**Exercise description**: Copy out exactly the line that contains "of the racket" and all lines following it to the end of the data.

**The data**:
* * * *

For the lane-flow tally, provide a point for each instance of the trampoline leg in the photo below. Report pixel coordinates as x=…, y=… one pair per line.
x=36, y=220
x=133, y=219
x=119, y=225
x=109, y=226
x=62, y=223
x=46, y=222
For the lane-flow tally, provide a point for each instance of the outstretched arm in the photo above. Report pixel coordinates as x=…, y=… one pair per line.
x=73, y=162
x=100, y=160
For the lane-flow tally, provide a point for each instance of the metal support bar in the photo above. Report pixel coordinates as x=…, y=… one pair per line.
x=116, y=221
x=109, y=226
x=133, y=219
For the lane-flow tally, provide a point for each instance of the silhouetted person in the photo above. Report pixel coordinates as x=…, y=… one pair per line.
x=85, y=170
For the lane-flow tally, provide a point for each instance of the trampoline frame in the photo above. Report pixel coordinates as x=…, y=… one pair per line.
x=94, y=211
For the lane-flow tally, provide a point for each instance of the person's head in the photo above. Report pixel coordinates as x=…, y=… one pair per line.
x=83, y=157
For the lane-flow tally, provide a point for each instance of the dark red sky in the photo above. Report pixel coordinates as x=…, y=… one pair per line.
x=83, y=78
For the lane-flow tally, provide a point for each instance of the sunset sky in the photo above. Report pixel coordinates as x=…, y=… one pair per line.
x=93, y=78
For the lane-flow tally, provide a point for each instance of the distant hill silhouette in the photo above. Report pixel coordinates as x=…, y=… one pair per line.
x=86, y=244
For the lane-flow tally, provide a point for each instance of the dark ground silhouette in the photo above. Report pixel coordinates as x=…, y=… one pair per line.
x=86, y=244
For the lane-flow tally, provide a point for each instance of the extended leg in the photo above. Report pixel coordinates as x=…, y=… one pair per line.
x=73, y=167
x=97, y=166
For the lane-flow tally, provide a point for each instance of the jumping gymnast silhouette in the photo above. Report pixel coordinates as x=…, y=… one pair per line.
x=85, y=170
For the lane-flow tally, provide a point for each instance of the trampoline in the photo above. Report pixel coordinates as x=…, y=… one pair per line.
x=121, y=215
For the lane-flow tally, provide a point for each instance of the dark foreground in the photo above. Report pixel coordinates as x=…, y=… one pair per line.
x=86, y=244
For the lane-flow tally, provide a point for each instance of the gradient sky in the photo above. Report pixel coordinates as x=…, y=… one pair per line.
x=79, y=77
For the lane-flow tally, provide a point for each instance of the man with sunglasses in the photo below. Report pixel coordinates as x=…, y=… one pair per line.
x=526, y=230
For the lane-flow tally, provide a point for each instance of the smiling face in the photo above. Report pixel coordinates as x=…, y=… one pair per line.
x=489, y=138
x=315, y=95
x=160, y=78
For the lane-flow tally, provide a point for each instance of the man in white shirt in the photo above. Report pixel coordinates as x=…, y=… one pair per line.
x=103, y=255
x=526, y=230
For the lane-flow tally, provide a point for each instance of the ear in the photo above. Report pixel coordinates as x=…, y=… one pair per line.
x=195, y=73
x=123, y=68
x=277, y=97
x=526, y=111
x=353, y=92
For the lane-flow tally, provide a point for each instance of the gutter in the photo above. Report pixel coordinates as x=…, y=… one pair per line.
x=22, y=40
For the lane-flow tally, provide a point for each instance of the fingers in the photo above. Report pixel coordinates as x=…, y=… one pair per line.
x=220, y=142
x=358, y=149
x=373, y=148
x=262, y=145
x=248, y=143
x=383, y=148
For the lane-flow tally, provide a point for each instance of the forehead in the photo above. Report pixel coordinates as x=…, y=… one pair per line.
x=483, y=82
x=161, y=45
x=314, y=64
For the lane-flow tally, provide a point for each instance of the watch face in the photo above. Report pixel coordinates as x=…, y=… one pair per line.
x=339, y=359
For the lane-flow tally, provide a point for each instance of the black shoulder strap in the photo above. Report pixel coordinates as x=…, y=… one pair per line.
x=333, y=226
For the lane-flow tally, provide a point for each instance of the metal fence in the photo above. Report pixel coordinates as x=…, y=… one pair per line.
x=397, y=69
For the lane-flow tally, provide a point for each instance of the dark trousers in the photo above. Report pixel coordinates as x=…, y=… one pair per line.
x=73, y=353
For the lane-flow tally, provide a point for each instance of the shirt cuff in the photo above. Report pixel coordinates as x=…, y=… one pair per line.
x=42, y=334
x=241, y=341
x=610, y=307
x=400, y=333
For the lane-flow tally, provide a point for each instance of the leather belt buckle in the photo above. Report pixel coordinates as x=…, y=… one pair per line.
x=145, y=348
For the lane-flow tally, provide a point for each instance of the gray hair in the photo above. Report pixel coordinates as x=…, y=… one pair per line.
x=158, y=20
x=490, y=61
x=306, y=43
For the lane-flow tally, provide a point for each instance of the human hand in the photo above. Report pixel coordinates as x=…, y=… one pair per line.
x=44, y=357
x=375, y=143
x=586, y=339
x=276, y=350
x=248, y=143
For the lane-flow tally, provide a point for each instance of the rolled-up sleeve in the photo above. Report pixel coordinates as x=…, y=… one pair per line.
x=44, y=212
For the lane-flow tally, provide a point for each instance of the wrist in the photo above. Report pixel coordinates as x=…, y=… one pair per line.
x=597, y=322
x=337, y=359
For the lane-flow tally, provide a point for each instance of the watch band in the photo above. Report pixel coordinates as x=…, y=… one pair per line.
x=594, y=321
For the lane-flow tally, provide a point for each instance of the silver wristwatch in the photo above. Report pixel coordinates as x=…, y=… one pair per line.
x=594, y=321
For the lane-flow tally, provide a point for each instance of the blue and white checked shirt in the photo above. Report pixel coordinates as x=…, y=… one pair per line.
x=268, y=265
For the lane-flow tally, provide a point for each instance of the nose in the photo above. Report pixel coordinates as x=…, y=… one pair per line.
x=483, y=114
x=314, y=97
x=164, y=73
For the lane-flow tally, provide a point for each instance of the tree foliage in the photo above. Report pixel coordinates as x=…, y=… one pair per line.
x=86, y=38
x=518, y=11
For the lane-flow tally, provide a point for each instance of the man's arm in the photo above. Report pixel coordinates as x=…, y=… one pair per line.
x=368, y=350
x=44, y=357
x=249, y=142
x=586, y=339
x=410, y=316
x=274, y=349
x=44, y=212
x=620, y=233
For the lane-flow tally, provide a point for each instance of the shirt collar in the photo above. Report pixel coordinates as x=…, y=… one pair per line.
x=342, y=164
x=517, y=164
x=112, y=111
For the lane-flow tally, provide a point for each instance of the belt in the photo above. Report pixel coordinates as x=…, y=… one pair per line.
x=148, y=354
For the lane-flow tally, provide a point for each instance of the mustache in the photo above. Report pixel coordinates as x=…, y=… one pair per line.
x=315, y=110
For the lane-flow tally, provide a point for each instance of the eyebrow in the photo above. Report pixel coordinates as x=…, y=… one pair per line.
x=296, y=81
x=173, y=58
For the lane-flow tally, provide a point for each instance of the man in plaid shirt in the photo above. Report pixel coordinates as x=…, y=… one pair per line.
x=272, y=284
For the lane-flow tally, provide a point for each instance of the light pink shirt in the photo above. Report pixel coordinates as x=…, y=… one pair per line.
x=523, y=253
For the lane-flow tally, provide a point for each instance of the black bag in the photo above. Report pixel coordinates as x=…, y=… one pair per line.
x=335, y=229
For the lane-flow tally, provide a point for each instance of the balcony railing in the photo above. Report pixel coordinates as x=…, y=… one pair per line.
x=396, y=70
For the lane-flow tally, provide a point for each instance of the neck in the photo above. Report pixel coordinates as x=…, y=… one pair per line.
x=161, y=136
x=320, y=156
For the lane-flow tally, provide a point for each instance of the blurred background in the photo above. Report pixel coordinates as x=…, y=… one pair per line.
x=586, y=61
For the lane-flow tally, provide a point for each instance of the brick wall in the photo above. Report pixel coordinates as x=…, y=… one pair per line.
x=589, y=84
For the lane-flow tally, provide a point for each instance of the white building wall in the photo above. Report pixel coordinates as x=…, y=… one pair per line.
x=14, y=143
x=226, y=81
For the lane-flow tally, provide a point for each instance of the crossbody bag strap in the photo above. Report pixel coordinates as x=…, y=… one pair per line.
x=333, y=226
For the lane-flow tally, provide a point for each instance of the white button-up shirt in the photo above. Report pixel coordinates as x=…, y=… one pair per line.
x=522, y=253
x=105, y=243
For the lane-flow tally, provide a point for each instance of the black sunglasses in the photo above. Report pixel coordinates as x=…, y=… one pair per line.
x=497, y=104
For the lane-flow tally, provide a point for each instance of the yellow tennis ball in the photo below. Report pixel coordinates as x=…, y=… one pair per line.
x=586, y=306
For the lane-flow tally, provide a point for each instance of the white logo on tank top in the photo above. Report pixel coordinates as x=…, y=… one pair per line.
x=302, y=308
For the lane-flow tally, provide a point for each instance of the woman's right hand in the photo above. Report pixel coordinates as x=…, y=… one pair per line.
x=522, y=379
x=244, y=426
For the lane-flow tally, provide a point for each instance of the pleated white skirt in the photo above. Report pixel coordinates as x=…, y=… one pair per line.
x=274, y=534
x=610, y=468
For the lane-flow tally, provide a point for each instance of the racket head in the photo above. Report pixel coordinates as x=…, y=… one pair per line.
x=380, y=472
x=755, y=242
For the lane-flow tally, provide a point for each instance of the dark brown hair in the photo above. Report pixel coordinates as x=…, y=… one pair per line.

* * * *

**Output for this task**:
For the lane-flow tally, provide a point for each instance of the racket head in the photo above. Report pixel coordinates as x=…, y=… one pair per line.
x=380, y=472
x=755, y=242
For the lane-flow tally, provide a point for each instance of the dark brown hair in the photo above. Report pixel coordinates as x=…, y=… one pair per line.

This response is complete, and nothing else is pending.